** BEGIN Task input **
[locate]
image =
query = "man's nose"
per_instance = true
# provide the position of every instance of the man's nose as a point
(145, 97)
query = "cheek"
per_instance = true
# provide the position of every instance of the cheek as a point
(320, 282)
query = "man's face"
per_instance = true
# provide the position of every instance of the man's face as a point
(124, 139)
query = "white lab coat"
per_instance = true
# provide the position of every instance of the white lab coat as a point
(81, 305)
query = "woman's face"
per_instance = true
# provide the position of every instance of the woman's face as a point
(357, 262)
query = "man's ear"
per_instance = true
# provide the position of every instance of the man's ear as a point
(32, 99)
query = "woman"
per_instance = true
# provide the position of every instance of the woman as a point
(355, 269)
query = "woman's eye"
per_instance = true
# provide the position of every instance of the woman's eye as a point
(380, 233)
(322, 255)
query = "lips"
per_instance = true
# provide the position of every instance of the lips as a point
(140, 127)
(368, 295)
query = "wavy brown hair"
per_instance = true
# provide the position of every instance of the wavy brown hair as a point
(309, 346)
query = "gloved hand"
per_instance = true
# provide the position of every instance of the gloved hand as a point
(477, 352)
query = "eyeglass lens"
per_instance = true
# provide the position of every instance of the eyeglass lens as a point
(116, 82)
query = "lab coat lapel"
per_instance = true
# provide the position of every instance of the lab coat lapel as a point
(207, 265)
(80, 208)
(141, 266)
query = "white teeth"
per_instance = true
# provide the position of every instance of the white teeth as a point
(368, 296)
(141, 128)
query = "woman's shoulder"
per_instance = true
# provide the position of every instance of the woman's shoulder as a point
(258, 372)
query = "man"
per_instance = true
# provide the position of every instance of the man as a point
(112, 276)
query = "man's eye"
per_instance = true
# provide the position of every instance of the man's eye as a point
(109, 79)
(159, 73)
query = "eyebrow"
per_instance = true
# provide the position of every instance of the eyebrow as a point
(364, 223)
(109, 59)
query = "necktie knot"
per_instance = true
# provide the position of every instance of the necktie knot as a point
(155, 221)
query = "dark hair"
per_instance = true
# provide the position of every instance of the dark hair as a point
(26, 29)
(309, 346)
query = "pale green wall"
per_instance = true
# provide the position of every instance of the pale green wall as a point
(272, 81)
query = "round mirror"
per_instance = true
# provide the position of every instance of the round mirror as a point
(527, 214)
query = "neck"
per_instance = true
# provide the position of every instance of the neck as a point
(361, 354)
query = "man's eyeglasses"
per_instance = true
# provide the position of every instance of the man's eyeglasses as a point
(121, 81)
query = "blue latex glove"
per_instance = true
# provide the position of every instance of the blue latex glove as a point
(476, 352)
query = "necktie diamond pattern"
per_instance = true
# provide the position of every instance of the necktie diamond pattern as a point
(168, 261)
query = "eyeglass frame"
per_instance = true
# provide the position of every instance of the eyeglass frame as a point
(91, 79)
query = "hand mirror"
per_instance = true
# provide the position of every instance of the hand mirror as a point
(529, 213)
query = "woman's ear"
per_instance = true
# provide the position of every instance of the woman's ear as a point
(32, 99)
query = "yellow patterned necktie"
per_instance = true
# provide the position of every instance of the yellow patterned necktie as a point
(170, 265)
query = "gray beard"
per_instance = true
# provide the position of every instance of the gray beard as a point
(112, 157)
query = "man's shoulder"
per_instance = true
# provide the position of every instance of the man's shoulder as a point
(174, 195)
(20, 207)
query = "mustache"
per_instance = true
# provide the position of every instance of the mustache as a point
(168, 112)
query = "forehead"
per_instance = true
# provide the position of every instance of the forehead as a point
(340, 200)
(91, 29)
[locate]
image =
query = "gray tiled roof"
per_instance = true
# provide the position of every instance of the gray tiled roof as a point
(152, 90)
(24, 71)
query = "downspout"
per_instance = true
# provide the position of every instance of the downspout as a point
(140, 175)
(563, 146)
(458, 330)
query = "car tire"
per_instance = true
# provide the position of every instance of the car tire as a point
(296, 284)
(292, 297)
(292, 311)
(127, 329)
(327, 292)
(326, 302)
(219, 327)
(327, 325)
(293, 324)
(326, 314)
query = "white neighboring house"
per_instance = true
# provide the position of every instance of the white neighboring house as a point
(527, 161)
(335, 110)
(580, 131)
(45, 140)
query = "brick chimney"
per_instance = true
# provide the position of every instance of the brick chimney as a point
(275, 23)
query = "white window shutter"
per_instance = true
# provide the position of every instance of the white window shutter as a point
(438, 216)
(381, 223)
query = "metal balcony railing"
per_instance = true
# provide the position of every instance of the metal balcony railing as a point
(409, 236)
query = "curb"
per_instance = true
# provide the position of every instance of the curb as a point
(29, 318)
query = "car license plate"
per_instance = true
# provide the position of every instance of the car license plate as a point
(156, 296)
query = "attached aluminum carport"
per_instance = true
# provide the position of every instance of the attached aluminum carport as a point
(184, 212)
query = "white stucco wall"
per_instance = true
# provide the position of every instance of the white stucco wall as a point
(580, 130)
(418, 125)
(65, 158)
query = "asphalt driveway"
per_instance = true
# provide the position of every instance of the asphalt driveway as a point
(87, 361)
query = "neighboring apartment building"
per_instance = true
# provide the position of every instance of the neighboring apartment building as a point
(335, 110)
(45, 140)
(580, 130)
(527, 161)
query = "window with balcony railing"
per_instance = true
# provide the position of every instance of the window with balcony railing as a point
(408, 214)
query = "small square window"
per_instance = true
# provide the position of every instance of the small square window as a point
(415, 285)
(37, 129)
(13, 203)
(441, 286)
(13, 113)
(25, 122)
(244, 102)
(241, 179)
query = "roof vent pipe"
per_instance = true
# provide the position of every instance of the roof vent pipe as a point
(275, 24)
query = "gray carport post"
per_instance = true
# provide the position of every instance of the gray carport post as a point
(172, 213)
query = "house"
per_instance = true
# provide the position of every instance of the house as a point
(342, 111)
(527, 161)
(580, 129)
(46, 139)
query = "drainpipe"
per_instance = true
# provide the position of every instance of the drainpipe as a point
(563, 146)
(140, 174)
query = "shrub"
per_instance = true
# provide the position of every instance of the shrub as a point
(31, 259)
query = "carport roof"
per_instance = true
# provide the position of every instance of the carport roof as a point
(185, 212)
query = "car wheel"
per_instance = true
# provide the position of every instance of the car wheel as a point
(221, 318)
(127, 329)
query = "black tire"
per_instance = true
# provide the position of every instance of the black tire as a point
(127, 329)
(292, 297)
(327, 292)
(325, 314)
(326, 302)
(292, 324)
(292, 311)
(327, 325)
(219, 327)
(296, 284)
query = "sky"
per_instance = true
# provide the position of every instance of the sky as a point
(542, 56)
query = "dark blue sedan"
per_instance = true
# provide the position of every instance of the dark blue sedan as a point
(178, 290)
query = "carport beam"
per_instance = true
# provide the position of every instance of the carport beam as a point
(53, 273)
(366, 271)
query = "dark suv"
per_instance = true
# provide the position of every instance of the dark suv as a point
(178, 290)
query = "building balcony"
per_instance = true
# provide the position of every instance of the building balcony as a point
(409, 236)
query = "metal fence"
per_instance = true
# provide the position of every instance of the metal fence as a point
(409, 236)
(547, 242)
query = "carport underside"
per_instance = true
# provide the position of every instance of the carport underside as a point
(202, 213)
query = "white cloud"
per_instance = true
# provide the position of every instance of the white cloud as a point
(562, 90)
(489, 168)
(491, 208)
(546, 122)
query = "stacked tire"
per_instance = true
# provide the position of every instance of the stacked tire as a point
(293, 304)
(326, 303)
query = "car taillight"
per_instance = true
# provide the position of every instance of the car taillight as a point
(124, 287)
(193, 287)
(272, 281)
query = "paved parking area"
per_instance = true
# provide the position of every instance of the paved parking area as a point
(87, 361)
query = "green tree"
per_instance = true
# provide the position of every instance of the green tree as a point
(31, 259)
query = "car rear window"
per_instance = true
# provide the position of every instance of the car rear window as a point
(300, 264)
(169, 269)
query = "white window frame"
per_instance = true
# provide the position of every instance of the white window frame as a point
** END Task input **
Given instruction: Report each line of the items above that contains the string "stucco". Case counts in the match.

Solution to this task:
query = "white stucco wall"
# provide the position of every instance of the white stucco wall as a point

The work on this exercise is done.